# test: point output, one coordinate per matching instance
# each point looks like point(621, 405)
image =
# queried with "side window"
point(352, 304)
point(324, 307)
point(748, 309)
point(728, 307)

=== Task directions ===
Render every line of the material above as a Markdown table with two columns, No. and Text, numbering the lines in order and omitting any blank ones.

=== Full answer ===
| No. | Text |
|---|---|
| 1 | # test: point output, one coordinate per matching instance |
| 2 | # each point looks like point(621, 405) |
| 3 | image = |
| 4 | # queried with "side window" |
| 5 | point(352, 304) |
| 6 | point(324, 307) |
| 7 | point(748, 309) |
| 8 | point(728, 307) |